■ Task goal ■
Pick up the article below on government-run health care in Canada and Britain where it ends, writing on from its last sentence.

■ Extract provided ■
Part of the "Change" BO wants to inflict on America is to socialize our medical care. He throws around numbers like "47 million uninsured Americans" and points to the medical utopias of government-run medicine in Canada and Europe. Naturally, the 47 million figure is very misleading, because most of those people are young, healthy people who choose to self-insure. Eleven million more are illegal immigrants, and five million are non-citizens, neither of which would be covered under Obama's plan. Very few of those 47 million are the poor and elderly, as Obama tried to portray them. There are already government programs to provide health care to those people.
Let's take a look at the socialized health-care systems Obama wants to emulate.
Take the much-vaunted Canadian system. More than 825,000 Canadian citizens are currently on waiting lists for surgery and other necessary treatments. Fifteen years ago, the average wait between a referral from a primary-care doctor to treatment by a specialist was around nine weeks. Today, that wait is over 16 weeks.
That’s almost double what doctors consider clinically reasonable. As Canadian physician Brian Day explained to The New York Times, Canada “is a country in which dogs can get a hip replacement in under a week and in which humans can wait two to three years.”
In part, these waits are due to a doctor shortage. According to the Organization for Economic Cooperation and Development, Canada ranks 24th out of 28 countries in doctors per thousand people.
Why so few doctors? Over the past decade, about 11 percent of physicians trained in Canadian medical schools have moved to the United States. That’s because doctors’ salaries in Canada are negotiated, set and paid for by provincial governments and held down by cost-conscious budget analysts. Today, in fact, the average Canadian doctor earns only 42 percent of what a doctor earns in the United States.
Canada also limits access to common medical technologies. When compared with other OECD countries, Canada is 13th out of 24 in access to magnetic resonance imagings, 18th of 24 in access to computed tomography scanners, and seventh of 17 in access to mammograms.
The problems plaguing Canada are characteristic of all universal health care systems.
In Britain, more than 1 million sick citizens are currently waiting for hospital admission. Another 200,000 are waiting just to get on a waiting list. Each year, Britain’s National Health Service cancels around 100,000 operations.
Britain even has a government agency explicitly tasked with limiting people’s access to prescription drugs. Euphemistically called the National Institute for Health and Clinical Effectiveness, the agency determines which treatments the British health care system covers. More often than not, saving money takes priority over saving lives.

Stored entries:
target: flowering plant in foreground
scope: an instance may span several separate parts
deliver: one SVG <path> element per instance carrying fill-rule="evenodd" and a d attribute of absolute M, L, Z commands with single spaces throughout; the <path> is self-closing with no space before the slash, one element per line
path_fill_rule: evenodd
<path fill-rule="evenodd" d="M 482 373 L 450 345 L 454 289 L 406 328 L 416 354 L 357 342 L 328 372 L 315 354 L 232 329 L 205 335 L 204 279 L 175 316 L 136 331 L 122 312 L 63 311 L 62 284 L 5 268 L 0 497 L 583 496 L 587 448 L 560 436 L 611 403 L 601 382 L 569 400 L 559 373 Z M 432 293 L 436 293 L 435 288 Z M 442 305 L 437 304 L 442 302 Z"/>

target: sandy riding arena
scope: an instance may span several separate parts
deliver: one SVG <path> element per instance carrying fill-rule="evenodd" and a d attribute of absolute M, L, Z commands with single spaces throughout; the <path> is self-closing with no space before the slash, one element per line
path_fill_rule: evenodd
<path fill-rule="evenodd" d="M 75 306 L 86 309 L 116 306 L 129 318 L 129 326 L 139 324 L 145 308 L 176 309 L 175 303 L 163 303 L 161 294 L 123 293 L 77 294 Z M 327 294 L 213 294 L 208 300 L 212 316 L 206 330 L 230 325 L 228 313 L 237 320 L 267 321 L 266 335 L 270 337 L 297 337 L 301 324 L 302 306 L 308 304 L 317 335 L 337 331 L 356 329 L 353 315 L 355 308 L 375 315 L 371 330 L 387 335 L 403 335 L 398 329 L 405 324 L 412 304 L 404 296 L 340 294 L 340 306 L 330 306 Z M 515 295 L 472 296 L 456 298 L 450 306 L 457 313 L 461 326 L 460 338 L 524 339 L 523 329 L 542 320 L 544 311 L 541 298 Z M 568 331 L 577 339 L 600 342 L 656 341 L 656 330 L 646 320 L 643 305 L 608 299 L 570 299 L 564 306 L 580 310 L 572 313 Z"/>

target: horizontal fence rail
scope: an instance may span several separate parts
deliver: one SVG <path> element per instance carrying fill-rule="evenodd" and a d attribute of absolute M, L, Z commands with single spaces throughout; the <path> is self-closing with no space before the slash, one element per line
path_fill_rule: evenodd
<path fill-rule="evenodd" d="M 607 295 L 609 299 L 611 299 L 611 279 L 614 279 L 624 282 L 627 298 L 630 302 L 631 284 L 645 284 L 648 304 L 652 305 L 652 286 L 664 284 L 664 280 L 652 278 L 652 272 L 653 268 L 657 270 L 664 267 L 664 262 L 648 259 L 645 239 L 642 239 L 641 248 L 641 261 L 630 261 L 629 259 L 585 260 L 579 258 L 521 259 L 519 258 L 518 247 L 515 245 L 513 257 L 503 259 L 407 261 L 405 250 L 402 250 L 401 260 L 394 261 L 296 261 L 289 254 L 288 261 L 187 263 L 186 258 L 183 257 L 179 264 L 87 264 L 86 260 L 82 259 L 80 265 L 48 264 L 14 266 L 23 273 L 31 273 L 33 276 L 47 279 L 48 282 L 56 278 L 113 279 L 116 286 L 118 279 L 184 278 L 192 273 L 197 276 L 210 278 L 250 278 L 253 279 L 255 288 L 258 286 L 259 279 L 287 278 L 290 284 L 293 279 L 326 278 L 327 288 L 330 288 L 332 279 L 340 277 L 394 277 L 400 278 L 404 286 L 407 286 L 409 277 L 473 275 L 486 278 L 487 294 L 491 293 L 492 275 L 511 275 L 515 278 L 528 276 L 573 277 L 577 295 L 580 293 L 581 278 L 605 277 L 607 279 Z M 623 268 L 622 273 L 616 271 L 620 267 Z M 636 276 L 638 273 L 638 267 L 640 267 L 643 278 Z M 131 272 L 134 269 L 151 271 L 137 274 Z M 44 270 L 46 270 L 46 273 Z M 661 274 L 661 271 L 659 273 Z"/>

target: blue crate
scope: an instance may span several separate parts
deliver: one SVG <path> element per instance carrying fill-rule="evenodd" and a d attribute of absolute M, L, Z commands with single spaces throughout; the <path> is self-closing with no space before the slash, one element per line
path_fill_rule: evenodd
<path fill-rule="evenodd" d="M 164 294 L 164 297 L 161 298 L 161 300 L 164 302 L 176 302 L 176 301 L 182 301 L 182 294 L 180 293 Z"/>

■ Exercise response ■
In 2008, for instance, NICE refused to approve the lung cancer drug Tarceva. Despite numerous studies showing that the drug significantly prolongs the life of cancer patients — and the unanimous endorsement of lung cancer specialists throughout the United Kingdom — NICE determined that the drug was too expensive to cover relative to its effectiveness.
Britain’s behavior is typical — every European government rations drugs to save money. Eighty-five new drugs hit the U.S. market between 1998 and 2002. During that same time period, only 44 of those drugs became available in Europe.
According to an August 2008 study published in Lancet Oncology, the renowned British medical journal, Americans have a better than five-year survival rate for 13 of the 16 most prominent cancers when compared with their European and Canadian counterparts.
With breast cancer, for instance, the survival rate among American women is 83.9 percent. For women in Britain, it’s just 69.7 percent. For men with prostate cancer, the survival rate is 91.9 percent here but just 73.7 percent in France and 51.1 percent in Britain. American men and women are more than 35 percent more likely to survive colon cancer than their British counterparts.
The driving factor which makes American health care the best in the world is free enterprise driven by the limitless opportunity to profit from your own work and innovation. This profit motive, much maligned by liberals, is responsible for America's status as world leader in producing modern medical techniques, equipment and medicines, not only for our own people, but to export around the world.
The United States produces over half of the $175 billion in health care technology products purchased globally. In 2004, the federal government funded medical research to the tune of $18.4 billion. By contrast, the European Union — which has a significantly larger population than the United States — allocated funds equal to just $3.7 billion for medical research.
Between 1999 and 2005, the United States was responsible for 71 percent of the sales of new pharmaceutical drugs. The next two largest pharmaceutical markets — Japan and Germany — account for just 4 percent each.
Squelching that productivity and innovation by nationalizing the medical industry would be a change, but not a change for the better.